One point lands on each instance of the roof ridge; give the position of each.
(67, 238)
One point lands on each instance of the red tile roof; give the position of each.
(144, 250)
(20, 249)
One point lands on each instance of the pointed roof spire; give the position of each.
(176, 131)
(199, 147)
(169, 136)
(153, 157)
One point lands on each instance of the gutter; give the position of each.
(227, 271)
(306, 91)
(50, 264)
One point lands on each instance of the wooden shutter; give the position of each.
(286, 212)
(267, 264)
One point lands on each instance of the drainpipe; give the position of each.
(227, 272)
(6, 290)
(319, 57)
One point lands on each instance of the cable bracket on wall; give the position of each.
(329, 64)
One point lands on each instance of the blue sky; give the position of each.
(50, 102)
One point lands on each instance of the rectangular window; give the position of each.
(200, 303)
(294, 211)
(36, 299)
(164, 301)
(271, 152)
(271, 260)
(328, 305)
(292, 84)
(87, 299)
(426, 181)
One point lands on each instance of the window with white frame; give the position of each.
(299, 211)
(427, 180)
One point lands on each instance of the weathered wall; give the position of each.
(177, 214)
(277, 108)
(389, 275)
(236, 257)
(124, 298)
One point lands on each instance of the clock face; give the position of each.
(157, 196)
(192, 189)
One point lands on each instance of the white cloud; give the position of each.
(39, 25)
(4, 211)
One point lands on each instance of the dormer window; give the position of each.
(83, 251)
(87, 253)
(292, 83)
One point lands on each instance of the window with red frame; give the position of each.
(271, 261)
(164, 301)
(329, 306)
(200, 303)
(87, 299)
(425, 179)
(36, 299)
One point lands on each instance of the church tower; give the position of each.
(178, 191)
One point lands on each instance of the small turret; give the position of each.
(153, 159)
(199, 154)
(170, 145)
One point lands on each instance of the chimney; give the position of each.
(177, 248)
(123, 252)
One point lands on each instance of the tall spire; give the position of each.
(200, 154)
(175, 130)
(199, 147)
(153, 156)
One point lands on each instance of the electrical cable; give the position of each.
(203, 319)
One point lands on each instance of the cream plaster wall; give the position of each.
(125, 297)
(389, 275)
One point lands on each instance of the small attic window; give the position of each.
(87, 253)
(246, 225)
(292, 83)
——
:: Your goal ::
Each line from the one containing "One point lands on each instance of the dormer" to the final line of the entries above must be returned exactly, and no other line may appear.

:: Solution ::
One point lands on each instance of the dormer window; give the position of each.
(83, 251)
(87, 253)
(292, 83)
One point lands on each instance of the window with red frame; give the position of each.
(271, 261)
(164, 301)
(329, 306)
(200, 303)
(87, 299)
(425, 179)
(36, 299)
One point lands on each instance of the church tower; give the position of each.
(178, 191)
One point lands on each instance of the small turret; give the position of each.
(153, 159)
(199, 154)
(170, 145)
One point lands on each instance of the chimney; give the position of each.
(177, 248)
(123, 252)
One point lands on each instance of the tall spire; give the position of each.
(200, 154)
(175, 130)
(199, 147)
(153, 156)
One point lands on each instance of the electrical cable; give the position of each.
(203, 319)
One point lands on each instance of the cream plaster wall; give the position of each.
(125, 297)
(389, 275)
One point lands on each instance of the small attic window; give the position of each.
(87, 253)
(246, 225)
(292, 83)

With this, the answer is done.